Problem: Would you repeat the data below exactly, taking out the images?

Dataset entries:
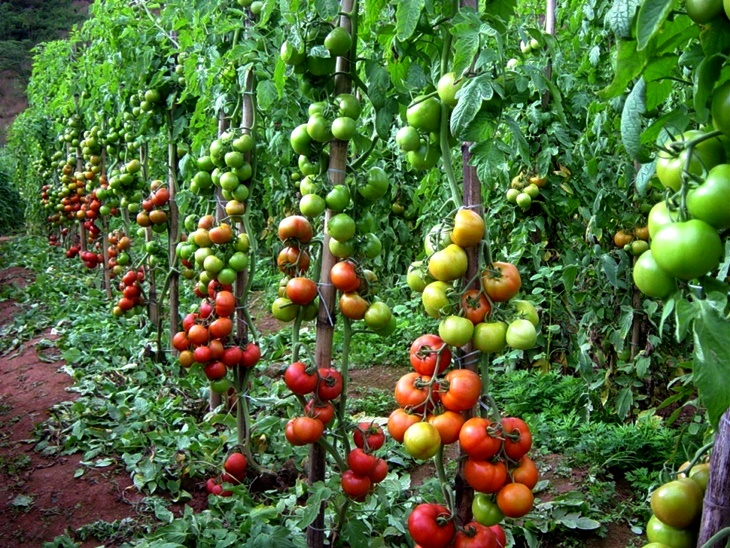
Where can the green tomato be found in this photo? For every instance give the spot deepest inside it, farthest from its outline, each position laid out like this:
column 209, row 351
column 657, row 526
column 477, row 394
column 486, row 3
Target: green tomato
column 408, row 139
column 343, row 128
column 422, row 440
column 659, row 532
column 677, row 503
column 485, row 510
column 447, row 89
column 319, row 128
column 341, row 227
column 456, row 330
column 521, row 334
column 284, row 310
column 338, row 41
column 338, row 198
column 378, row 315
column 448, row 264
column 417, row 277
column 376, row 186
column 312, row 205
column 424, row 114
column 708, row 202
column 705, row 155
column 490, row 336
column 348, row 105
column 435, row 299
column 370, row 246
column 687, row 250
column 526, row 310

Exercise answer:
Where can the green tomato be found in this photo? For every instance give the spot deepest inside it, farthest from its outline, each position laid out like this:
column 209, row 351
column 657, row 526
column 477, row 394
column 486, row 3
Target: green tomato
column 408, row 139
column 343, row 128
column 422, row 440
column 659, row 532
column 677, row 503
column 485, row 510
column 447, row 89
column 319, row 128
column 341, row 227
column 456, row 330
column 521, row 334
column 284, row 310
column 338, row 41
column 338, row 198
column 378, row 315
column 448, row 264
column 417, row 277
column 376, row 186
column 312, row 205
column 424, row 114
column 708, row 202
column 705, row 155
column 490, row 336
column 348, row 105
column 435, row 299
column 370, row 246
column 687, row 250
column 526, row 310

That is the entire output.